Hang/soft lockup in d_invalidate with simultaneous calls
diff mbox

Message ID CACGdZYJBAYz3MXb18i=T91hD5TNFvCXUJH7ByvnJC1BTxjq6pA@mail.gmail.com
State New
Headers show

Commit Message

Khazhismel Kumykov May 16, 2017, 12:05 a.m. UTC
Hi,

I'm seeing behavior in d_invalidate, if multiple threads call d_invalidate on
the same tree at the same, behavior time blows up and all the calls hang with
large enough trees/enough simultaneous callers. (e.g. a directory w/ 100k
entries in d_subdir, and 5 or so threads calling d_invalidate was able to hang
my test VMs)

This seems to be due to thrashing on the dentry locks in multiple threads
tightly looping calling d_walk waiting for a shrink_dentry_list call (also
thrashing the locks) to complete. (d_invalidate loops calling d_walk so long as
any dentry in the tree is in a dcache shrink list).

There was a similar report recently "soft lockup in d_invalidate()" that
proposed in the d_invalidate d_walk to ignore dentries marked as in a shrink
list already, which does prevent this hang/lockup in this case as well, although
I'm not sure it doesn't violate the contract for d_invalidate. (Although the
entries in a shrink list should be dropped eventually, not necessarily by the
time d_invalidate returns).

If someone more familiar with the dcache could provide input I would appreciate.

A reliable repro on mainline is:
 - create a mountpoint with DCACHE_OP_REVALIDATE, e.g. fuse passthrough
 - create a directory and populate with ~100k files with content to
populate dcache
 - create some background processes opening/reading files in this folder (5
      while true; cat $file was enough to get an indefinite hang for me)
 - cause the directory to need to be invalidated (e.g., make_bad_inode on the
    directory)

This results in the background processes all entering d_invalidate and hanging,
while with just one process in d_invalidate (e.g., stat'ing a file in the dir)
things go pretty quickly as expected.


(The proposed patch from other thread)

                         d_lru_del(dentry);


khazhy

Comments

Khazhismel Kumykov May 17, 2017, 9:58 p.m. UTC | #1
On Mon, May 15, 2017 at 5:05 PM, Khazhismel Kumykov <khazhy@google.com> wrote:
> Hi,
>
> I'm seeing behavior in d_invalidate, if multiple threads call d_invalidate on
> the same tree at the same, behavior time blows up and all the calls hang with
> large enough trees/enough simultaneous callers. (e.g. a directory w/ 100k
> entries in d_subdir, and 5 or so threads calling d_invalidate was able to hang
> my test VMs)
>
> This seems to be due to thrashing on the dentry locks in multiple threads
> tightly looping calling d_walk waiting for a shrink_dentry_list call (also
> thrashing the locks) to complete. (d_invalidate loops calling d_walk so long as
> any dentry in the tree is in a dcache shrink list).

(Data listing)
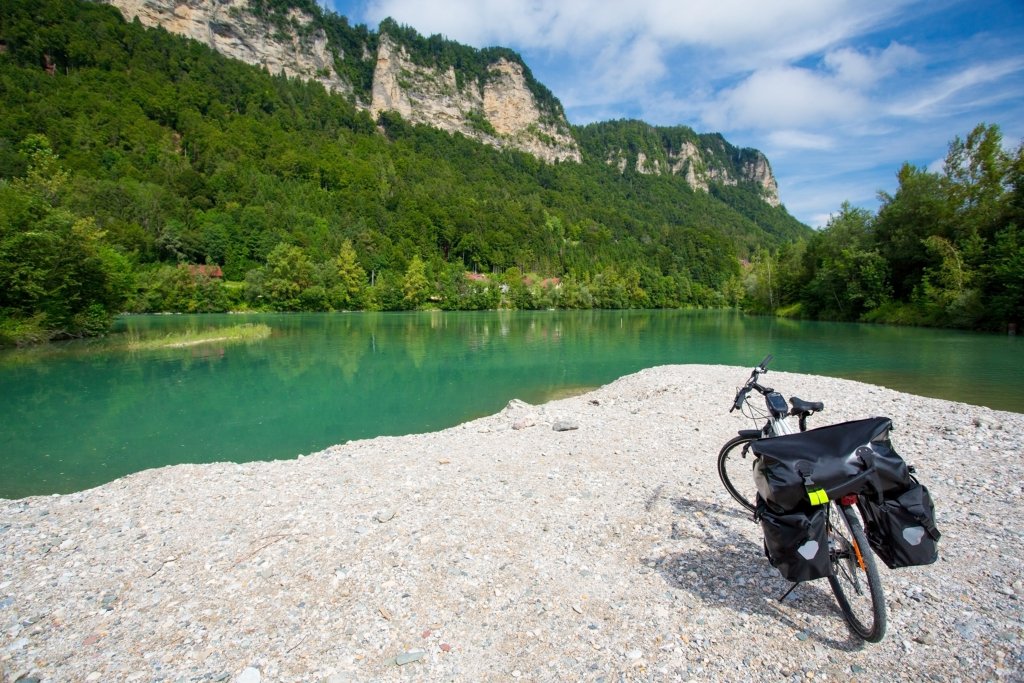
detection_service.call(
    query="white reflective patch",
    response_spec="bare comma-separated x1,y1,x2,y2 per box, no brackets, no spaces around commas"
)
903,526,925,546
797,540,818,560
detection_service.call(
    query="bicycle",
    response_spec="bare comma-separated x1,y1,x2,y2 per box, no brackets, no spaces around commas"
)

#### CHALLENGES
1) Reproduce the passage of the d_invalidate lockup thread starting with "This results in" and going on through "in the dir)".
2) List the steps of the reproduction procedure given in the d_invalidate lockup thread.
3) Extend the d_invalidate lockup thread, picking up after its final line.

#### THE ANSWERS
1)
This results in the background processes all entering d_invalidate and hanging,
while with just one process in d_invalidate (e.g., stat'ing a file in the dir)

2)
1. Create a mountpoint with DCACHE_OP_REVALIDATE, e.g. fuse passthrough.
2. Create a directory and populate it with ~100k files with content to populate dcache.
3. Create some background processes opening/reading files in this folder (5 "while true; cat $file" were enough to get an indefinite hang).
4. Cause the directory to need to be invalidated (e.g., make_bad_inode on the directory).

3)
>
> There was a similar report recently "soft lockup in d_invalidate()" that
> proposed in the d_invalidate d_walk to ignore dentries marked as in a shrink
> list already, which does prevent this hang/lockup in this case as well, although
> I'm not sure it doesn't violate the contract for d_invalidate. (Although the
> entries in a shrink list should be dropped eventually, not necessarily by the
> time d_invalidate returns).
>
> If someone more familiar with the dcache could provide input I would appreciate.
>
> A reliable repro on mainline is:
>  - create a mountpoint with DCACHE_OP_REVALIDATE, e.g. fuse passthrough
>  - create a directory and populate with ~100k files with content to
> populate dcache
>  - create some background processes opening/reading files in this folder (5
>       while true; cat $file was enough to get an indefinite hang for me)
>  - cause the directory to need to be invalidated (e.g., make_bad_inode on the
>     directory)
>
> This results in the background processes all entering d_invalidate and hanging,
> while with just one process in d_invalidate (e.g., stat'ing a file in the dir)
> things go pretty quickly as expected.
>
>
> (The proposed patch from other thread)
>
> diff --git a/fs/dcache.c b/fs/dcache.c
> index 7b8feb6..3a3b0f37 100644
> --- a/fs/dcache.c
> +++ b/fs/dcache.c
> @@ -1364,7 +1364,7 @@ static enum d_walk_ret select_collect(void *_data,
> struct dentry *dentry)
>                  goto out;
>
>          if (dentry->d_flags & DCACHE_SHRINK_LIST) {
> -               data->found++;
> +               goto out;
>          } else {
>                  if (dentry->d_flags & DCACHE_LRU_LIST)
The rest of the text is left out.